## Begin

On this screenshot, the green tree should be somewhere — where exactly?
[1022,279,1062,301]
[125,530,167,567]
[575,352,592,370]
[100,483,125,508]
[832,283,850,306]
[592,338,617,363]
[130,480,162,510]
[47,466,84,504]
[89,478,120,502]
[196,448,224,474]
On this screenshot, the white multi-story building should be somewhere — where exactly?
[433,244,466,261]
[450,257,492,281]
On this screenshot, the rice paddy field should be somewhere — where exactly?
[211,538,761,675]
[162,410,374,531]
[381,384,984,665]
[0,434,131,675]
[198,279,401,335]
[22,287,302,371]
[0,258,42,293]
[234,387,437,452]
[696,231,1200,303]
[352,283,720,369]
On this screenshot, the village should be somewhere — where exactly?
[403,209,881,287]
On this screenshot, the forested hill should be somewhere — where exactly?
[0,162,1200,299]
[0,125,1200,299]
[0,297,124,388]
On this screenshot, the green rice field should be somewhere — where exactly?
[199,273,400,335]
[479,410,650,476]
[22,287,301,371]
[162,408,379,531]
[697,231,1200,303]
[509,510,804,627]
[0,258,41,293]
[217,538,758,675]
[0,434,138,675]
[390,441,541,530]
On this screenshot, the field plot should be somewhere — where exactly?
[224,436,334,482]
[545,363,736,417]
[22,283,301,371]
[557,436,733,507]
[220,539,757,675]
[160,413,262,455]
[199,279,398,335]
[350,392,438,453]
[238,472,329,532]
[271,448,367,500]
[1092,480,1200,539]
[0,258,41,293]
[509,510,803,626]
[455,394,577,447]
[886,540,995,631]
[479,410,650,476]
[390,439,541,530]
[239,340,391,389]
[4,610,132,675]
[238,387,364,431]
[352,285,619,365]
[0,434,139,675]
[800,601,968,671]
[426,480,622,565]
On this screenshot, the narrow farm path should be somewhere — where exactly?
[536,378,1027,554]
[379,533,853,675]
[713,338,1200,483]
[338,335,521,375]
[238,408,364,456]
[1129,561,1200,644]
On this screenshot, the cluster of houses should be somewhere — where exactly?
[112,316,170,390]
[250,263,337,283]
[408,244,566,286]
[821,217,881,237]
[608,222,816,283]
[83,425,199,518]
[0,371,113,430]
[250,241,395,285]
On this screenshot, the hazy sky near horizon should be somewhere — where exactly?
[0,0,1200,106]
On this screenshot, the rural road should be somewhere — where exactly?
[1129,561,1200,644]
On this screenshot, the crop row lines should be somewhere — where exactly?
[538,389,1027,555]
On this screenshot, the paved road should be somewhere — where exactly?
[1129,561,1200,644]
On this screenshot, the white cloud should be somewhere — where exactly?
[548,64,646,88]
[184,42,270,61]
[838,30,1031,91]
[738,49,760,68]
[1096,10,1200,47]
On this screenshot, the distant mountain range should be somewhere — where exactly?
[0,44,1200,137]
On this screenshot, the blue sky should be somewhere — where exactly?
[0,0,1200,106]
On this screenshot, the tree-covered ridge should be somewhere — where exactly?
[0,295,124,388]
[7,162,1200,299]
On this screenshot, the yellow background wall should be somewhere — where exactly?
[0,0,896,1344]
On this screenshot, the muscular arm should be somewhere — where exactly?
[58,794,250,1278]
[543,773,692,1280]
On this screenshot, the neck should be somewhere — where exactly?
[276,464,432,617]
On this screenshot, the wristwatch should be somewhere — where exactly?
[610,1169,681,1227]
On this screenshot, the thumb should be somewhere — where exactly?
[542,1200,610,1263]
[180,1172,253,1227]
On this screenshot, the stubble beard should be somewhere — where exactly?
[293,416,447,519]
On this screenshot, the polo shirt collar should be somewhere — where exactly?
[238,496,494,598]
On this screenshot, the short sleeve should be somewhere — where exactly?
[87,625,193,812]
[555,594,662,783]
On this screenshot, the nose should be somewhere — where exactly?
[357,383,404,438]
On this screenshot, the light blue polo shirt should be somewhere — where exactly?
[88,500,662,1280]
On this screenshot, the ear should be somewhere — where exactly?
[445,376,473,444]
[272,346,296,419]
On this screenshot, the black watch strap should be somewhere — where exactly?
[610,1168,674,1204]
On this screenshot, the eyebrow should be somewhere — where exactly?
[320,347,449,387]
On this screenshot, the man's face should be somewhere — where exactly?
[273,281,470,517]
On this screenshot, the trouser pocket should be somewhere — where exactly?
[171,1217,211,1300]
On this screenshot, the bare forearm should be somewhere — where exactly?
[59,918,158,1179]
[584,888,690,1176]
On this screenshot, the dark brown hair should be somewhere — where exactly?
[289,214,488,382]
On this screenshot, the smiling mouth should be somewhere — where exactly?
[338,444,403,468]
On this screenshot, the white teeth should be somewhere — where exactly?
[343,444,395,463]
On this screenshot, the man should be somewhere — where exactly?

## End

*Exercise aim*
Could you reproduce only the lines of the records above, starting at the line containing "On this screenshot, the bare" and ending at the line containing "[343,444,395,463]" (both included), with each request line repeated unchanged and every bounding-box coordinate scaled by 0.4 and rounded to a whole number, halves rounding up?

*Answer to this exercise*
On this screenshot, the bare forearm should be somewhere — where exactly?
[24,367,63,472]
[234,355,276,470]
On this screenshot, the dark brown hair should be somewhere — where exactly?
[116,86,195,153]
On this screenshot, the smiling mouth should be somewhere — where exactly?
[135,178,161,187]
On this screenshot, the white teeth should be somewhere — where exactly?
[137,178,158,185]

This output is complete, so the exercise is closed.